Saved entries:
################
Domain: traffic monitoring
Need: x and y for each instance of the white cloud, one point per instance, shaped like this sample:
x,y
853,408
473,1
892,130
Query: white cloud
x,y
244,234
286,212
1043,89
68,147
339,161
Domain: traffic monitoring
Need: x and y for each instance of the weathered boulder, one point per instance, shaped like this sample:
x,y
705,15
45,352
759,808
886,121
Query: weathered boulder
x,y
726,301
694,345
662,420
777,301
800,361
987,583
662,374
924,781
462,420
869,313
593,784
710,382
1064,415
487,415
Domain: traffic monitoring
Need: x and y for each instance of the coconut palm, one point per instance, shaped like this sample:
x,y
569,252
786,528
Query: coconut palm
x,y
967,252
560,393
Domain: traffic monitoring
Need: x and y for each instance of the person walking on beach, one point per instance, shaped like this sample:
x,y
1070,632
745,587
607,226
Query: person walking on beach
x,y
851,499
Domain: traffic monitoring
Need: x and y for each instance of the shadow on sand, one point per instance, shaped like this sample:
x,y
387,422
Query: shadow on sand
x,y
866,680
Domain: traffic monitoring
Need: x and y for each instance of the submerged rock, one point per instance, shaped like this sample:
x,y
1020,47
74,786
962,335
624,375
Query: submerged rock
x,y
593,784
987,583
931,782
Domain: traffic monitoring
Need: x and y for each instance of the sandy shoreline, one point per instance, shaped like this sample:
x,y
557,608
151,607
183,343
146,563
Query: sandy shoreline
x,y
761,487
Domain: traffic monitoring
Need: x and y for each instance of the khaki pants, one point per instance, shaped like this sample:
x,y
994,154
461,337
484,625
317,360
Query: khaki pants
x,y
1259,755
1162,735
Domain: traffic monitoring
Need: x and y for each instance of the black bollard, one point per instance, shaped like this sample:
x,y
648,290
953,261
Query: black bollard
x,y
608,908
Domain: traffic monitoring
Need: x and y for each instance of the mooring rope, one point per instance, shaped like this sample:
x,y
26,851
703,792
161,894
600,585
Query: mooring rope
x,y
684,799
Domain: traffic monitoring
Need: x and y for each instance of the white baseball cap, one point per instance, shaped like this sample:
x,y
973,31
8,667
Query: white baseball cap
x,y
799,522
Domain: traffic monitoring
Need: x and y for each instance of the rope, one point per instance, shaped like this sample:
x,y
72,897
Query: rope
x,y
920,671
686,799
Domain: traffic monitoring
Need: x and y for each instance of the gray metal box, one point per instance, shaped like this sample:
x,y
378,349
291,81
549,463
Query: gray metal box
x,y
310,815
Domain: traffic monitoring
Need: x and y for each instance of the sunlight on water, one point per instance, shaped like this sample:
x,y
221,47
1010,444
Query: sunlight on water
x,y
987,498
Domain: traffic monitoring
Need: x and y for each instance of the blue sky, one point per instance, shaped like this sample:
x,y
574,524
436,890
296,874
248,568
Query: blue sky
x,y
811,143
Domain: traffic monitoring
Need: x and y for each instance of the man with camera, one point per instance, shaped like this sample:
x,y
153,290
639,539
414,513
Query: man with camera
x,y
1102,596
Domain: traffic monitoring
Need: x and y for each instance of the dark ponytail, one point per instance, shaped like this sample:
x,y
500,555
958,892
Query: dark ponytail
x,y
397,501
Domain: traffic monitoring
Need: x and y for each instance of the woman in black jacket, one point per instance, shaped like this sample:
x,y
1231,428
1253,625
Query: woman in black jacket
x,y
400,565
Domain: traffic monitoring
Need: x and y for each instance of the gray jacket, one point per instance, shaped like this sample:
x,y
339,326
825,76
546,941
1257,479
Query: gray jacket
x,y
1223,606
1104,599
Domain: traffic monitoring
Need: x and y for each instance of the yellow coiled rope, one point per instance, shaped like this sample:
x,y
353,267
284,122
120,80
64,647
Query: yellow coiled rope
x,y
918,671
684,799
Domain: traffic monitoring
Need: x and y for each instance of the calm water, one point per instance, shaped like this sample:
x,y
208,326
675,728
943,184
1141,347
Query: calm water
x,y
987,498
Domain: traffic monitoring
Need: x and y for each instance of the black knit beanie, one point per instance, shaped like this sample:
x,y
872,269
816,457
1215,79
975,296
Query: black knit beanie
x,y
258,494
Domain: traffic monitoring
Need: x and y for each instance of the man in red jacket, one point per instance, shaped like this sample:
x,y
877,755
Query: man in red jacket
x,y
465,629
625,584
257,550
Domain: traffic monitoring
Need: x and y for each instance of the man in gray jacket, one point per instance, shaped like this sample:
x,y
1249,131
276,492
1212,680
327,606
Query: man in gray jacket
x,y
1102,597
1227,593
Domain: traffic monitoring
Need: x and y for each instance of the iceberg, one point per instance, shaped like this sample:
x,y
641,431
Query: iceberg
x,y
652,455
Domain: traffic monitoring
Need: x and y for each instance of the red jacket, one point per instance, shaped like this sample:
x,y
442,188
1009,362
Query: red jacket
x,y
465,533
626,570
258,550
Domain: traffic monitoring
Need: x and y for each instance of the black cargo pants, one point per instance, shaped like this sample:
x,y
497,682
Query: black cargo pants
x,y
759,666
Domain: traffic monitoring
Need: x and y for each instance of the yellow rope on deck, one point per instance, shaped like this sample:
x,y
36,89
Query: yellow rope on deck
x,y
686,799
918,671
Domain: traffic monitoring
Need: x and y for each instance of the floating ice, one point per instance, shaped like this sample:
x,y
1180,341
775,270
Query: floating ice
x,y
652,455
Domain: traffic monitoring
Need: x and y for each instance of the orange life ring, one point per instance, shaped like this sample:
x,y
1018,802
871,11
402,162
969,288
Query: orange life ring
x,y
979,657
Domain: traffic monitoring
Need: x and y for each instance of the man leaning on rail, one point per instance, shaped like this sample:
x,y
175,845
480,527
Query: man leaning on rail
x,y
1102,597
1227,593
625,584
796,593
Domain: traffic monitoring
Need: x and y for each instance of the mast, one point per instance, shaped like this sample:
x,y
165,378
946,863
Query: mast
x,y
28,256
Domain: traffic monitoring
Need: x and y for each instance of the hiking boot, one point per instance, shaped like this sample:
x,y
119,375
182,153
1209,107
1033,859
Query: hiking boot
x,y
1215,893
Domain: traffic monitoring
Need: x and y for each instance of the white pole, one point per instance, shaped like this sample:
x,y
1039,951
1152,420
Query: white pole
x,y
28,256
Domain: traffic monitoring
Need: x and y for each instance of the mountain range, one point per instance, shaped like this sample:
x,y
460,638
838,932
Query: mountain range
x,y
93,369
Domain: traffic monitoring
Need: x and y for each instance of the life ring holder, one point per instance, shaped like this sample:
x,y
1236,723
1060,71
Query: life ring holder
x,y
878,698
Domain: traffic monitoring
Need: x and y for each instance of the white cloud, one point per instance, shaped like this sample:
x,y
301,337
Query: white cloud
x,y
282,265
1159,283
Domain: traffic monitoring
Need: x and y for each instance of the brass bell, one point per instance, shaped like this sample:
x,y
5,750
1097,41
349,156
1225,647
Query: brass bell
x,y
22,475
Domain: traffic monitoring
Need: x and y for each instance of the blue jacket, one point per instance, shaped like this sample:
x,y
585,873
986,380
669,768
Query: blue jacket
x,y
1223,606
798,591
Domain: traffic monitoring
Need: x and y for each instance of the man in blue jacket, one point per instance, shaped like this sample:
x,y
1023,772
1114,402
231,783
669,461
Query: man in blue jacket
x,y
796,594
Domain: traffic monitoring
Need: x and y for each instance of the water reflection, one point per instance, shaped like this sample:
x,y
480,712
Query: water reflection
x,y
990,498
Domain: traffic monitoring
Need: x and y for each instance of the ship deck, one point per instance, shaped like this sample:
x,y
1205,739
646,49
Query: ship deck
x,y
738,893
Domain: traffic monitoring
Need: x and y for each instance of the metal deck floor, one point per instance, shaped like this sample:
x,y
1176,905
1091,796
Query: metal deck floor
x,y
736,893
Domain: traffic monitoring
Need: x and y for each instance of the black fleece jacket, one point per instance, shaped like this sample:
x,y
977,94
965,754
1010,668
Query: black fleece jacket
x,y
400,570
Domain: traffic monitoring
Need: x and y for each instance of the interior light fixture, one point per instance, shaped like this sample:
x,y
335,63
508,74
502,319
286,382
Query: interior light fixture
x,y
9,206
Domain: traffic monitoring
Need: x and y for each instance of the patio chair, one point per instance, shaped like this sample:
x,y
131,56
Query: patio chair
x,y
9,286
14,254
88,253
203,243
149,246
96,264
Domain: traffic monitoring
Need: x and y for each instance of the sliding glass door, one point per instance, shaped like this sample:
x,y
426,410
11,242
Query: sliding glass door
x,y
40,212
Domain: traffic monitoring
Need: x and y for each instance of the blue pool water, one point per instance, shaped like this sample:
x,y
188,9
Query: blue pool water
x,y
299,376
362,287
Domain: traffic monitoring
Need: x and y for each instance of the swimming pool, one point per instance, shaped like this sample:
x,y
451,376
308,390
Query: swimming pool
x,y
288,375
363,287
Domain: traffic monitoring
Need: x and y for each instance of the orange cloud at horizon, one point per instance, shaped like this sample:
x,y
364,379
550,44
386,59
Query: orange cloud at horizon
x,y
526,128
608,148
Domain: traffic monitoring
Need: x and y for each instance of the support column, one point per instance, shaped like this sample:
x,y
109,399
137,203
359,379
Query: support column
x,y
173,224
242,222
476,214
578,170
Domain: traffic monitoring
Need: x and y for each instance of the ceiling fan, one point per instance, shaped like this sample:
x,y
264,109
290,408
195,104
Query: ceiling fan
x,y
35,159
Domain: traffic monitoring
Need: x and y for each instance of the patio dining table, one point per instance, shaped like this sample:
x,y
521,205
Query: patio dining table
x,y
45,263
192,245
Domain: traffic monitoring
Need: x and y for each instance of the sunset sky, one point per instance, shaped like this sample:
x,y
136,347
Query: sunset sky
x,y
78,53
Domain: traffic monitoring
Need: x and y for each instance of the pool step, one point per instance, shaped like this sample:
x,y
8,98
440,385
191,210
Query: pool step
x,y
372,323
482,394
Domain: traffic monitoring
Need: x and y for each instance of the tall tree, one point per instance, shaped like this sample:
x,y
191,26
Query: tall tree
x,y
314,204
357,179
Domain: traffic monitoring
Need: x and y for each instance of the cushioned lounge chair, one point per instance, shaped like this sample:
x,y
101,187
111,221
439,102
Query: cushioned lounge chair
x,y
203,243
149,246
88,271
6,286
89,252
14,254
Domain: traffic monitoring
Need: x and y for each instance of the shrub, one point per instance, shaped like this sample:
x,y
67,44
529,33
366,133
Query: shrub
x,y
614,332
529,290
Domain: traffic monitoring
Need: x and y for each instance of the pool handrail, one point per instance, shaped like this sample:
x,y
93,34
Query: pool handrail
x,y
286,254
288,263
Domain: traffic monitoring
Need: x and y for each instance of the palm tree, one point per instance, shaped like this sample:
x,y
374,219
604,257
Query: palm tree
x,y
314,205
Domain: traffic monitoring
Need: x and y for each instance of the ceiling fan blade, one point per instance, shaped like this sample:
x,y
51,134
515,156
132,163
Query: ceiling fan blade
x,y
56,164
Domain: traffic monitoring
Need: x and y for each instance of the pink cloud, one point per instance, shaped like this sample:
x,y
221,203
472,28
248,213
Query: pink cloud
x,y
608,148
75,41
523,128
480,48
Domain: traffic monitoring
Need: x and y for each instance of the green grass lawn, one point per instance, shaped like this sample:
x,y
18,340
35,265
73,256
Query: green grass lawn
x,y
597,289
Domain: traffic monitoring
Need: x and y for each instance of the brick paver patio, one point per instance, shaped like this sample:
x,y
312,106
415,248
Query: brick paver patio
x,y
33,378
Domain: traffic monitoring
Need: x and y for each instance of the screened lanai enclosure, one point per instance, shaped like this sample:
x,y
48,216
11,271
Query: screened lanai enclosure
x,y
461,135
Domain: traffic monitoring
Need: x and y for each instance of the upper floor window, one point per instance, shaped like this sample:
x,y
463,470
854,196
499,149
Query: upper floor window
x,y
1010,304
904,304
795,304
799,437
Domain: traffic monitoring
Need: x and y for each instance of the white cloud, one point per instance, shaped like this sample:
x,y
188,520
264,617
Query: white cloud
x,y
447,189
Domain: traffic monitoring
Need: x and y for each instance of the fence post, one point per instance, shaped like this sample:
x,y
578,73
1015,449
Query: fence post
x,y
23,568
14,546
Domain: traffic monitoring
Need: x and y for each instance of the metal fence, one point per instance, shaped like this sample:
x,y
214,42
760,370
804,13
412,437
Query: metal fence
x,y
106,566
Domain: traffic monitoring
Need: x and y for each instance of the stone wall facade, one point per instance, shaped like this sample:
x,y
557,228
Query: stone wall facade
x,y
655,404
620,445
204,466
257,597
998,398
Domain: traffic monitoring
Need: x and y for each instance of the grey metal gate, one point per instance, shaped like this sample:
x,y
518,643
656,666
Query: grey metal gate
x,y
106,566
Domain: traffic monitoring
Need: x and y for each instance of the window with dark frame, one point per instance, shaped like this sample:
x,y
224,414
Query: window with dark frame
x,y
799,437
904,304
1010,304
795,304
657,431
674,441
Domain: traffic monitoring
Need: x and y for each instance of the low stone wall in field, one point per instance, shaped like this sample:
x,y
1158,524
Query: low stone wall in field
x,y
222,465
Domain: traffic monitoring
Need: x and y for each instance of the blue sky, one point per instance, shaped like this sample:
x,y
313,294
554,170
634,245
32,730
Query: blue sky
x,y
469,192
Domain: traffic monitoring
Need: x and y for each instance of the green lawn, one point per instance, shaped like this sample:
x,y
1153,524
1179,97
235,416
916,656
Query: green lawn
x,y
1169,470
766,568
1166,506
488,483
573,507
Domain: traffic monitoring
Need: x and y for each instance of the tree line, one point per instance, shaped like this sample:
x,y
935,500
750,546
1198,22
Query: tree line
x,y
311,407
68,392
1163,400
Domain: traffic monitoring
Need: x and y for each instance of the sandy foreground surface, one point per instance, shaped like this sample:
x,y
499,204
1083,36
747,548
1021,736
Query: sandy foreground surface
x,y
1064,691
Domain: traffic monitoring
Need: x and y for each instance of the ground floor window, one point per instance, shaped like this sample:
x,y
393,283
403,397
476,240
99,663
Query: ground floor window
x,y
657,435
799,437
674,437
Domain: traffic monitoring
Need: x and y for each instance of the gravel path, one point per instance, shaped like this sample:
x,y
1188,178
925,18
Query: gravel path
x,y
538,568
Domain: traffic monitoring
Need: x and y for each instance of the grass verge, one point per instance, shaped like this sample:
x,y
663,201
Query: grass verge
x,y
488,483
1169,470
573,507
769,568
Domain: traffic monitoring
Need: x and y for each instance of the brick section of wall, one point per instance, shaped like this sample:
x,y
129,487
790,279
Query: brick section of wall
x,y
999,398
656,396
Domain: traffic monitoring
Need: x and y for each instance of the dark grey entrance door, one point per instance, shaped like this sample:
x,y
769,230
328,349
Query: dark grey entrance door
################
Filter the rows above, keeping each line that contains the string "path". Matching is case-sensitive.

Solved problem
Need: x and y for each instance of the gravel path, one point per instance, shaped like this sample:
Query: gravel path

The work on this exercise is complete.